About this task ▸
Each entry has to be reproduced in full, exactly as given.

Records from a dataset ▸
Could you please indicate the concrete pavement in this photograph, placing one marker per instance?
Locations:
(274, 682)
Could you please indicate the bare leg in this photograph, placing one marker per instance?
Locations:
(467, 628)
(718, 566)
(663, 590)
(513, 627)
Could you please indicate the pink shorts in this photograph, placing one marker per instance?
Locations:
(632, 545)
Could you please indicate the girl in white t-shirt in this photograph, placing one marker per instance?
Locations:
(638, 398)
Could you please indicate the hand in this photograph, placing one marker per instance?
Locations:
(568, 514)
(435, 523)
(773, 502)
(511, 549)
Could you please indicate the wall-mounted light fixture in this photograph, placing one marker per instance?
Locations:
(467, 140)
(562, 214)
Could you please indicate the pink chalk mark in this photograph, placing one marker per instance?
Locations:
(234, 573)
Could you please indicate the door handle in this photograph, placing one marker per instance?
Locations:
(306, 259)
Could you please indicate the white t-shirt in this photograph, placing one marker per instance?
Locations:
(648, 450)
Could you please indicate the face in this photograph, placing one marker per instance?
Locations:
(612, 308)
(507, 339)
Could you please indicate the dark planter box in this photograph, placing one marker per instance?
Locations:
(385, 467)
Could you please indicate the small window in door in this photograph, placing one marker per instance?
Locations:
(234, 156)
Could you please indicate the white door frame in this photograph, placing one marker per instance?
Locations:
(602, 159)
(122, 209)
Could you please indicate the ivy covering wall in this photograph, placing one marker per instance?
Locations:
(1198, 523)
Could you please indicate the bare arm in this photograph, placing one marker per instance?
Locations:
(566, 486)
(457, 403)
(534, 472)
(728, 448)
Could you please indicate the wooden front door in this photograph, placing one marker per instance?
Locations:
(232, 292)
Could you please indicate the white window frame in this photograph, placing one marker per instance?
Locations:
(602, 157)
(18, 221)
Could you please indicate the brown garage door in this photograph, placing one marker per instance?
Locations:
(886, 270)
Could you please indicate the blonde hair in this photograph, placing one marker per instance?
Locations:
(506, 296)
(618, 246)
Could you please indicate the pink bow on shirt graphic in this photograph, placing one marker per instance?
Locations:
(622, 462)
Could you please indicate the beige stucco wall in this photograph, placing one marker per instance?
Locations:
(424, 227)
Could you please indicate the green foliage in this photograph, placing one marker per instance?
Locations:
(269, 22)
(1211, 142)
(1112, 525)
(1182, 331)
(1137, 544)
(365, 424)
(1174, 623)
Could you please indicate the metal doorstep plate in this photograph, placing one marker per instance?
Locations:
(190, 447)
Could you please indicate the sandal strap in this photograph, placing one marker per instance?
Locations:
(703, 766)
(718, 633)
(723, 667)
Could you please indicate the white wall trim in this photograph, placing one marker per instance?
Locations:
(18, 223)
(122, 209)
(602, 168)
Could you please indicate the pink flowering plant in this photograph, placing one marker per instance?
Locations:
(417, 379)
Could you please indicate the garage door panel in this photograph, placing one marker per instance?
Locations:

Result ▸
Could you please indicate the concrete pavement in this photograph, placing one marker per instance?
Locations:
(274, 682)
Could you please indicate the bare leg in this photograph, placing one marker per instance?
Locations:
(467, 628)
(718, 566)
(663, 590)
(513, 627)
Could you please indicate the pink shorts in this photograph, placing one marker per instance?
Locations:
(632, 545)
Could you please indicate the girl in white t-shirt in this photograph, placing one marker per instance?
Locations:
(638, 398)
Could you please indicate the hand in this photograph, placing one marker per instance?
Locations:
(568, 514)
(435, 523)
(773, 502)
(511, 549)
Could you please indicate the wall-mounted light fixture in this photograph, placing one marker per instance?
Locations:
(467, 140)
(562, 214)
Could you please indicate the pink chalk mark in this photograph, placing one marker per instance?
Locations:
(234, 573)
Could you please indicate the door handle in this photograph, placing one marker per instance?
Locations:
(306, 259)
Could you please indicate the white t-shirt in this photograph, placing one marker per instance?
Locations:
(648, 450)
Could you please indicate the face in this photograph, placing one marker per instance?
Locations:
(612, 308)
(507, 339)
Could you please indicate the dark planter box in this photograph, placing one marker per instance?
Locations:
(385, 467)
Could you please indicate the small window in door in this photograph, placing one marker per instance?
Locations:
(234, 156)
Could you please indicate the white door frame in this photograph, placing one marker per instance?
Locations:
(602, 159)
(122, 209)
Could you please indicate the ivy covering wall in this photograph, placing one marker per instance?
Locations:
(1198, 523)
Could you please indicate the bare arm in this photograph, placing one marker per instance?
Locations:
(566, 486)
(457, 403)
(534, 472)
(728, 448)
Could you please indicate the wooden front door in this photograph, placing one marker per instance?
Locations:
(232, 292)
Could you please indicate the white window frame in this photograph, placing one marker per instance?
Locations:
(602, 157)
(18, 221)
Could you please indicate the brown garage door in this photograph, placing one marker per instance?
Locations:
(886, 270)
Could you please indicate the blonde hair in this photograph, placing one marker per instance?
Locations:
(506, 296)
(618, 246)
Could you please indicate the pink bow on shirt graphic in this photograph, placing one marker per instance?
Locations:
(622, 462)
Could you please indicate the beige stucco wall in this photograph, placing one marker per instance?
Locations:
(424, 227)
Could you please indicate the green foliage in this photograph, placing one marker per instance?
Locations:
(269, 22)
(1211, 142)
(1112, 525)
(1182, 331)
(1137, 544)
(365, 424)
(1174, 623)
Could you please indicate the metal doorstep plate in this photograph, placing one marker per instance?
Locations:
(190, 447)
Could you please indicate the sandal strap in this photograph, placing one marker per instance?
Locations:
(703, 766)
(718, 633)
(723, 667)
Could you please indicate the white wall trim in this photograph, placing one marker per instance?
Locations:
(18, 223)
(122, 209)
(602, 168)
Could you please indicate the pink flowering plant in this photograph, placing one marker per instance?
Locations:
(417, 379)
Could you please indicate the garage door panel in this photograph, placing one marker per instance?
Locations:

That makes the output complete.